**Provided text**

Great Place To Work® has been surveying employees around the world about their workplace experiences for 30 years. We have developed a set of themes and metrics that not only predict whether employees feel their workplace is great, but predict retention, agility, and overall business success.  

Using our proprietary Trust Index™ survey, we measure the core of what we know creates great workplaces — key behaviors that drive trust in management, connection with colleagues, and loyalty to the company.  

The survey enables employees to share confidential quantitative and qualitative feedback about their organization’s culture by responding to 60 statements on a five-point scale and answering two open-ended questions.

Employees tell us whether leaders are accessible, communicate honestly and clearly, and if their actions match their words. They tell us whether they feel respected as individuals, if they receive training benefits, appreciation, support for their well-being and opportunities to contribute. They tell us whether they believe their company is fair related to pay, profits, promotions, recognition, favoritism and opportunities. They tell us if they are proud of their work, their team, and their company, and if they feel they make a difference and their work is meaningful. And they tell us whether they enjoy the people they work with, feel cared for and can be themselves.

**Information shown**

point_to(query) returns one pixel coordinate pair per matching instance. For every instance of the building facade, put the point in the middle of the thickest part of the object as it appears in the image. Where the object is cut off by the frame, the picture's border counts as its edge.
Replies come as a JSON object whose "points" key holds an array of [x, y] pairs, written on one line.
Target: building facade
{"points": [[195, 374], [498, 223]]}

**Requirement A**
Answer these questions using the text about the Great Place To Work survey:
(i) For how many years has Great Place To Work been surveying employees?
(ii) What is the name of its proprietary survey?
(iii) How many statements do employees respond to in the survey, and on what kind of scale?
**Requirement B**
Carry on the text about the Great Place To Work survey from where it stops.
The lines are separate material and have no connection to the text about the Great Place To Work survey.

**Your response A**
(i) 30 years
(ii) The Trust Index™ survey
(iii) 60 statements, on a five-point scale

**Your response B**
List rankings are based on this employee feedback, which we analyze to determine the extent to which this experience is shared by the full workforce. Great Place To Work measures the differences in survey responses across demographic groups and roles within each organization to assess both the quality and consistency of the employee experience. Statements are weighted according to their relevance in describing the most important aspects of an equitable workplace. 

The best companies create great work experiences not just for management, but also for their part-time employees on the front lines, for those who’ve just joined and those who’ve spent their whole career there, for every race and ethnicity, gender, neurotype, or other demographic in the organization – we look at it all. Companies with the broadest set of employees who report positive workplace experience receive the highest rankings on lists.

In addition to analyzing employee feedback, for National List’s for companies in the Medium and Large size categories, we also consider what a company can tell us about their programs and workplace strategy. Each company also answers six essay questions that provide greater insight into how, and why the organization is great for all people. Responses are rigorously evaluated and cross-reviewed according to Great Place To Work’s research-driven criteria. From what companies share in datapoints and essays, we identify the organizations that offer the most generous, caring and innovative cultures that reflect a genuine commitment to meet the diversity of their people’s needs inside and outside the workplace as validated by what employees themselves report in survey results.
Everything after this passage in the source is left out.